Problem description
Copy the following lines word for word, keeping every item as it appears.

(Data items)

■ ■ ■

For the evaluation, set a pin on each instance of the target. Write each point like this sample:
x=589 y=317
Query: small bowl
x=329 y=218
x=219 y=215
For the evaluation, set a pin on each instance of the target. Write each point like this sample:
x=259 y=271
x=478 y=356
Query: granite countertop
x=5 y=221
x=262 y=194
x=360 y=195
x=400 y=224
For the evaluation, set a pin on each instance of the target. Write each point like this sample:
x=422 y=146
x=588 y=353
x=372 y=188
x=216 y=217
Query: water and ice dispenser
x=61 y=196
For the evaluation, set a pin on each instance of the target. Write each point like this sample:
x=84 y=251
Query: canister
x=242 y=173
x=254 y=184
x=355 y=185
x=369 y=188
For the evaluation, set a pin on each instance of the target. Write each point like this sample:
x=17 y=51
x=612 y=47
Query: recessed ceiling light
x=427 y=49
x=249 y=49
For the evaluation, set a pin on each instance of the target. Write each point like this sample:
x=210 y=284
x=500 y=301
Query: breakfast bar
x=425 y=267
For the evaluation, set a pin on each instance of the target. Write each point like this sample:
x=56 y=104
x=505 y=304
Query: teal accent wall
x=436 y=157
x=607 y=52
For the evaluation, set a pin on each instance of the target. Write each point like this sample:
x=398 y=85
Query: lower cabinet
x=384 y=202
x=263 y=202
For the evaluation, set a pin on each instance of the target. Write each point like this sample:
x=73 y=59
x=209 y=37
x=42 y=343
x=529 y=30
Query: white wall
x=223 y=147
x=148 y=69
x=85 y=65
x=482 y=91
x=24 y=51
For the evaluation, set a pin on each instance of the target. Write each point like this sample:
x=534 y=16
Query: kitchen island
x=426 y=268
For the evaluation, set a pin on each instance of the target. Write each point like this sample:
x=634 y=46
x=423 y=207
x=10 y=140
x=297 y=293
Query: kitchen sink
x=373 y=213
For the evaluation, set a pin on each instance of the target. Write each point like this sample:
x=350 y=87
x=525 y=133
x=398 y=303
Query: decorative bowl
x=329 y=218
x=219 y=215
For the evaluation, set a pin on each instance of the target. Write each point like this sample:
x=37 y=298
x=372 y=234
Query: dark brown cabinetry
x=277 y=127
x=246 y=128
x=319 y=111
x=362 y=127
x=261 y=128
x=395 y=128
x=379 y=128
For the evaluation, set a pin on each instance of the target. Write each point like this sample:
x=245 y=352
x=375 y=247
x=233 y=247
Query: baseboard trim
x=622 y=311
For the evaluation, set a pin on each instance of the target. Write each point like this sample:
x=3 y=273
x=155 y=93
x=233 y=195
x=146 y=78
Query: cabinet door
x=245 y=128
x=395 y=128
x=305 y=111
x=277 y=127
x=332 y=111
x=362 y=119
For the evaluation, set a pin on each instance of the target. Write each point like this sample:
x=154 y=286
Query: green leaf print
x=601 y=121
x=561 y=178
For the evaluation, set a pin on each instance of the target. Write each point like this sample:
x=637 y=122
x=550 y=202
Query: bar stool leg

■ ■ ■

Problem solution
For the evaluation, set a pin on each instance of the target. Write each point like this sample:
x=589 y=317
Query: small bowl
x=329 y=218
x=219 y=215
For the evaluation, set a pin on each instance of the target. Write each point like this sample:
x=259 y=271
x=478 y=356
Query: granite countertop
x=5 y=221
x=262 y=194
x=360 y=195
x=400 y=224
For the evaluation, set a pin on each instance of the target. Write each point like this sample:
x=422 y=146
x=588 y=353
x=372 y=188
x=216 y=217
Query: water and ice dispenser
x=61 y=196
For the evaluation, set a pin on each instance of the target. Write each point like this sample:
x=84 y=251
Query: canister
x=242 y=173
x=254 y=184
x=355 y=185
x=369 y=188
For the evaluation, set a pin on each instance of the target. Write each point like this sample:
x=17 y=51
x=612 y=47
Query: recessed ceiling light
x=427 y=49
x=249 y=49
For the evaluation, set a pin on each instance of the target. Write each point like this sample:
x=210 y=284
x=500 y=301
Query: breakfast bar
x=425 y=267
For the evaluation, set a pin on each instance of the target. Write each point like this sample:
x=56 y=104
x=505 y=304
Query: teal accent wall
x=436 y=157
x=607 y=52
For the evaluation, set a pin on each instance of the target. Write each point like this sample:
x=398 y=85
Query: lower cabinet
x=384 y=202
x=263 y=202
For the evaluation, set a pin on each instance of the target. Write each point like this sample:
x=73 y=59
x=209 y=37
x=42 y=343
x=529 y=30
Query: white wall
x=223 y=147
x=148 y=69
x=85 y=65
x=482 y=91
x=24 y=51
For the evaluation, set a pin on each instance of the target. Write each point like this sample:
x=534 y=16
Query: kitchen island
x=426 y=268
For the evaluation, set a pin on each instance of the target. Write each point like this sample:
x=634 y=46
x=423 y=207
x=10 y=140
x=297 y=293
Query: kitchen sink
x=373 y=213
For the evaluation, set a pin on each instance of the target. Write each point like this sample:
x=350 y=87
x=525 y=133
x=398 y=303
Query: decorative bowl
x=329 y=218
x=219 y=215
For the evaluation, set a pin on each instance of the target. Write each point like this sample:
x=37 y=298
x=372 y=234
Query: dark brown cabinetry
x=277 y=127
x=246 y=128
x=319 y=111
x=362 y=127
x=261 y=128
x=395 y=128
x=379 y=128
For the evaluation, set a pin on each instance of the target. Write each point like this sample:
x=245 y=352
x=375 y=247
x=233 y=247
Query: baseboard trim
x=622 y=311
For the evaluation, set a pin on each instance of the target. Write each point like this sample:
x=3 y=273
x=155 y=93
x=233 y=195
x=146 y=78
Query: cabinet door
x=245 y=128
x=395 y=128
x=305 y=111
x=277 y=127
x=332 y=111
x=362 y=119
For the evaluation, set a pin on each instance of the target. Write each point like this sample:
x=154 y=286
Query: green leaf print
x=601 y=121
x=561 y=178
For the evaluation, set a pin on each instance of the target. Write each point like this sample:
x=637 y=122
x=550 y=202
Query: bar stool leg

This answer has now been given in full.